=== Data for this task ===

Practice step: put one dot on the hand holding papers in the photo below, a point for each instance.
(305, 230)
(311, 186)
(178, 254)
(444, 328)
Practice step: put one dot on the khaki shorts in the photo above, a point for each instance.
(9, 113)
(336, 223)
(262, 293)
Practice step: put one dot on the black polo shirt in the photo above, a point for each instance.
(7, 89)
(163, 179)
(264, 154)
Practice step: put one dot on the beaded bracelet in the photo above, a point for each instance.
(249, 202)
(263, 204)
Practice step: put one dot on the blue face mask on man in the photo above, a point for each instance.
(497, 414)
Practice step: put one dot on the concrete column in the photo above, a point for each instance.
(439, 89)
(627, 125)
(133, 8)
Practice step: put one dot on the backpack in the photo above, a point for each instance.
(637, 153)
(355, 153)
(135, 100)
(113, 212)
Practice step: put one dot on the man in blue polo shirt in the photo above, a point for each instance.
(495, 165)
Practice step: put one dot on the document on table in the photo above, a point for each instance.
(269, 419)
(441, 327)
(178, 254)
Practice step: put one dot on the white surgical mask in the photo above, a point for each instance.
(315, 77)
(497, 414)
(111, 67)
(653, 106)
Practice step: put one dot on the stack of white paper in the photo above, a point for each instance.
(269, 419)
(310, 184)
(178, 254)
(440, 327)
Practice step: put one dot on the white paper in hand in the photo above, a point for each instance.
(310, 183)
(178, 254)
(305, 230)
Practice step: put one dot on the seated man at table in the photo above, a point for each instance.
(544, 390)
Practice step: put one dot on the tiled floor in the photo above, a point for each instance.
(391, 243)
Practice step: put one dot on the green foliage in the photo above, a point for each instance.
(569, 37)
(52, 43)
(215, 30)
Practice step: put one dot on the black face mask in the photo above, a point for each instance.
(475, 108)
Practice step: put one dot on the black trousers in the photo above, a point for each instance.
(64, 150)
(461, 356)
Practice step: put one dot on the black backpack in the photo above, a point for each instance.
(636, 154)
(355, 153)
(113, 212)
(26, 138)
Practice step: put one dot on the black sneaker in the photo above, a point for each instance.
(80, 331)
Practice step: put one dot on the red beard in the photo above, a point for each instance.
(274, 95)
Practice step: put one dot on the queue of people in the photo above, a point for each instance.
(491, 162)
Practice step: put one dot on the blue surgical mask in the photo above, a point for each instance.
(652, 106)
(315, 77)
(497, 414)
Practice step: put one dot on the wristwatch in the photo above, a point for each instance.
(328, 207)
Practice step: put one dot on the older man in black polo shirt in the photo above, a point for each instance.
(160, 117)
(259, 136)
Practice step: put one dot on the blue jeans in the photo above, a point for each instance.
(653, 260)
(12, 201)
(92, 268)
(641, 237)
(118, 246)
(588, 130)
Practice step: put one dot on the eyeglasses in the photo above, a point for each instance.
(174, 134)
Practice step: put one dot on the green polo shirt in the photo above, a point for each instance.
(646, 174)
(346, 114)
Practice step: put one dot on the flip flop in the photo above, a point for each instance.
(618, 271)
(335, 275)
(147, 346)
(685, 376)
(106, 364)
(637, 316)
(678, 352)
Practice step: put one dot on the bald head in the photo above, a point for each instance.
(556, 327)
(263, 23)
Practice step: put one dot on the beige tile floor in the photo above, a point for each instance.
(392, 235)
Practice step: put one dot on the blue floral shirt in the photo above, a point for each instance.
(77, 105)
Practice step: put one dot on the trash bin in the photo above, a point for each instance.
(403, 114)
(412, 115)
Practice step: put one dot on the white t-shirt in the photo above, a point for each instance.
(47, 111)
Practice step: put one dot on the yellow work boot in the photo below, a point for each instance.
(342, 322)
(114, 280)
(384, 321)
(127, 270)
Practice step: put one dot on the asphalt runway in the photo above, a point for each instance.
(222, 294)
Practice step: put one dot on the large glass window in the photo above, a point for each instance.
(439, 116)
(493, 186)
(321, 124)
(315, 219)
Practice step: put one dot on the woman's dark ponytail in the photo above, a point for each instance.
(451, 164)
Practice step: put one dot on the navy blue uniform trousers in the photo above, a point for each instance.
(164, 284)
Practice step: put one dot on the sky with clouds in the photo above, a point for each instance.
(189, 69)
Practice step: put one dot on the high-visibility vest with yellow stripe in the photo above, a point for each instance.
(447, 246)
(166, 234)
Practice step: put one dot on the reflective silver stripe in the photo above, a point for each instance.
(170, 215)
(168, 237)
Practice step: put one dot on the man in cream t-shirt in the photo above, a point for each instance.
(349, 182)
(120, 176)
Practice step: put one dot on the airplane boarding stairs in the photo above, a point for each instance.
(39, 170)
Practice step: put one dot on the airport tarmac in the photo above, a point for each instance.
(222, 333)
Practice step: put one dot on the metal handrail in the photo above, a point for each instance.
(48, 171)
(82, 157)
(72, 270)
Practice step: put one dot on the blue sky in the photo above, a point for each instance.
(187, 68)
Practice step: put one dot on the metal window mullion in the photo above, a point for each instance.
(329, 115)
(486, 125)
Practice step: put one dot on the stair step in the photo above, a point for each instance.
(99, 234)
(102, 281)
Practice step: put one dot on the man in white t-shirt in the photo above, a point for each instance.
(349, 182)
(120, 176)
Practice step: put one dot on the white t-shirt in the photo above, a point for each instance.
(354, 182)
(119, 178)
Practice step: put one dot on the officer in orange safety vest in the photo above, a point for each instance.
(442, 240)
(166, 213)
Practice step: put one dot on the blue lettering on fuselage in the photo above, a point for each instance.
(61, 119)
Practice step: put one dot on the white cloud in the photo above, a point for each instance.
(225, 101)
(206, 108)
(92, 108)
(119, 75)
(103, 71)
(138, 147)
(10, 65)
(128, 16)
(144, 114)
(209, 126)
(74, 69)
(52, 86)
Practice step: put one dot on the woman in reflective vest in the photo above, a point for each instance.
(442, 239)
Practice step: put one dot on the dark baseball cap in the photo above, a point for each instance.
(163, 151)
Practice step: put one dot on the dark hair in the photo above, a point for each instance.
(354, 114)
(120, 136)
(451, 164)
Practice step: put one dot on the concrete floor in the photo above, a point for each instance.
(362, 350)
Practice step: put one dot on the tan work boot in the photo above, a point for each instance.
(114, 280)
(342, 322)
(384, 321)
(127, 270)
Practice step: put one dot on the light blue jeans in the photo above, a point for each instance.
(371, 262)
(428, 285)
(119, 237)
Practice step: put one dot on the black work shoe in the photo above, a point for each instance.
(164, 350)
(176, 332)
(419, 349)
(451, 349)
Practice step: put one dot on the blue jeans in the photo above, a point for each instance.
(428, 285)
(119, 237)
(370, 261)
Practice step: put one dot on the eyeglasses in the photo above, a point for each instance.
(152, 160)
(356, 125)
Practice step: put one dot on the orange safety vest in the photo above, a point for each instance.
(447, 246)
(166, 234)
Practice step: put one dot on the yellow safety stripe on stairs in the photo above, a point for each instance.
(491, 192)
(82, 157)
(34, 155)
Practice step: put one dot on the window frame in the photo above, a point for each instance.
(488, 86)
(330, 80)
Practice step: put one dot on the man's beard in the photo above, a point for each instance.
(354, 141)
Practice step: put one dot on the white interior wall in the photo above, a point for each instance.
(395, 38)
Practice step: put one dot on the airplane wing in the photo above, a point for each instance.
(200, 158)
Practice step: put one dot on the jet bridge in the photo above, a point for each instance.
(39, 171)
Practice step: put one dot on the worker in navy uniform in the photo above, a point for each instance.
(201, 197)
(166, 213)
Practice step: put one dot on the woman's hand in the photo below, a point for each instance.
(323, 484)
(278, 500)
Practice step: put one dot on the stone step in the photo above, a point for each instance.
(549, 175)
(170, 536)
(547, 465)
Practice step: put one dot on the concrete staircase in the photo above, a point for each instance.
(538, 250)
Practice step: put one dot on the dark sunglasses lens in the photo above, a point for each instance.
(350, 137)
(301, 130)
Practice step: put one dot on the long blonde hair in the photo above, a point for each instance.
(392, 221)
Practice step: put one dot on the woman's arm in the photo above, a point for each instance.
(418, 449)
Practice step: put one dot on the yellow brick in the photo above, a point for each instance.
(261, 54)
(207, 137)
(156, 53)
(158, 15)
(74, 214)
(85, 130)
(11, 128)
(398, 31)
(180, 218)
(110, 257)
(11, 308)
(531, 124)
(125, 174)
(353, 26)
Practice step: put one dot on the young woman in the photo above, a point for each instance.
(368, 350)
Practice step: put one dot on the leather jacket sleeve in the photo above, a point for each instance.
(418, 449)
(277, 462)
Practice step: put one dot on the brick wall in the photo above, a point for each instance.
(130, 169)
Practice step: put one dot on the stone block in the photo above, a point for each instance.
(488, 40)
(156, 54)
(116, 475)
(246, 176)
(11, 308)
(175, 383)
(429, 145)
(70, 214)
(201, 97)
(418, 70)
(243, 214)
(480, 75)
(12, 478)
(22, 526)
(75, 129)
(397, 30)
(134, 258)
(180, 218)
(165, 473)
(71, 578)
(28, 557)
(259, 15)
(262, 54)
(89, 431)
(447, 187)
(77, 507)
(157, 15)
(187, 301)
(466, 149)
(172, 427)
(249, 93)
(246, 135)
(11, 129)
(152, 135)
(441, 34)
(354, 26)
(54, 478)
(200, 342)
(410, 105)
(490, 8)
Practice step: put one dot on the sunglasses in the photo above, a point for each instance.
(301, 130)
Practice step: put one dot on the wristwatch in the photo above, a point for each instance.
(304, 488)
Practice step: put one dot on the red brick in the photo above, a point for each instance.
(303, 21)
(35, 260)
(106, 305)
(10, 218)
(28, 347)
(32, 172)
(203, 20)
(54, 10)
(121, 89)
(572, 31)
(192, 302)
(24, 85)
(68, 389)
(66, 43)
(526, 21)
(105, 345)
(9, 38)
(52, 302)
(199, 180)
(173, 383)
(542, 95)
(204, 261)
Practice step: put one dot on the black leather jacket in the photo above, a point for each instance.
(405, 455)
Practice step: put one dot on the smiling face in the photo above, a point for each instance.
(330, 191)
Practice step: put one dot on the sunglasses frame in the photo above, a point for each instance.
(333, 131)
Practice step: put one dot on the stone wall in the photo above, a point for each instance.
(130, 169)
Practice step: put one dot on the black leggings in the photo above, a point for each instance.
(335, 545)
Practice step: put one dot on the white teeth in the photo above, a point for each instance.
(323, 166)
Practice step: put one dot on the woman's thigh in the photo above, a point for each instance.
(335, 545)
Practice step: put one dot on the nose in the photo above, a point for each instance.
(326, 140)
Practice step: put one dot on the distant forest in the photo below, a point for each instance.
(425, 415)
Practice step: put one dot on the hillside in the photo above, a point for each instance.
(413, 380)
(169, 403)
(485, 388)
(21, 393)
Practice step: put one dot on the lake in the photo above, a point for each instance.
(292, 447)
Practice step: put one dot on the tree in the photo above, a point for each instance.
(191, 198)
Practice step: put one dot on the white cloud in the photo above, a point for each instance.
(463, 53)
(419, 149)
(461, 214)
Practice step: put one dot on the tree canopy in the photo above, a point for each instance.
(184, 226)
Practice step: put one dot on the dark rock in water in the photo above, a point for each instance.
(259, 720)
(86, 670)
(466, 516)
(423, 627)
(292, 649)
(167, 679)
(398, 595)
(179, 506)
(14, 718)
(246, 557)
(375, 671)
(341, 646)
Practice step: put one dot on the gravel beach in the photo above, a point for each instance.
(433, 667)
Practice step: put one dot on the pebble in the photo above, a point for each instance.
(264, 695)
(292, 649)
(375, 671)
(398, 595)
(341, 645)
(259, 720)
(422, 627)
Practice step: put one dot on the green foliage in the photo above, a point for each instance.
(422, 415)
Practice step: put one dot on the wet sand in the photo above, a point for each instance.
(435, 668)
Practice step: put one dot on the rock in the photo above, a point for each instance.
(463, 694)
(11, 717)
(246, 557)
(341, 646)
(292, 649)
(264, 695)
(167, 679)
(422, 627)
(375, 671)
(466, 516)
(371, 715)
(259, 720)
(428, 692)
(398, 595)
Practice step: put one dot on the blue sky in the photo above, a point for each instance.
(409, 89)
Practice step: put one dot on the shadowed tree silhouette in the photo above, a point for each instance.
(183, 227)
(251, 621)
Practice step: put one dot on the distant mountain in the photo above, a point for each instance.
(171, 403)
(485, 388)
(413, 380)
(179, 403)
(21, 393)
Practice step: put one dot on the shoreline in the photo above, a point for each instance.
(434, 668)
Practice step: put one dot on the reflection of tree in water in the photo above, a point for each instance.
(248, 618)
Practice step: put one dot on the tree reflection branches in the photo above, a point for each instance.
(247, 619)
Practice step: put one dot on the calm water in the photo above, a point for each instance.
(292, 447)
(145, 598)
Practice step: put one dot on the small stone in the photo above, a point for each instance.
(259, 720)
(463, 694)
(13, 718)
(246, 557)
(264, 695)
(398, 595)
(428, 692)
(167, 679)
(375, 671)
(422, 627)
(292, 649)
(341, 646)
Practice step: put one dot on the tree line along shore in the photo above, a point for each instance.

===

**Task description:** Everything from the line with "Practice step: put one dot on the tree reflection" to the last line of the entries is to be written out exactly; omit all earlier lines.

**Your solution:**
Practice step: put one dot on the tree reflection branches in the photo above, a point for each instance.
(247, 619)
Practice step: put one dot on the calm water in the photo above, a point for each instance.
(292, 447)
(145, 598)
Practice step: put one dot on the small stone in the photo above, a point for each instance.
(259, 720)
(463, 694)
(13, 718)
(246, 557)
(264, 695)
(398, 595)
(428, 692)
(167, 679)
(375, 671)
(422, 627)
(292, 649)
(341, 646)
Practice step: put one dot on the tree line along shore in the photo above, a point for each instance.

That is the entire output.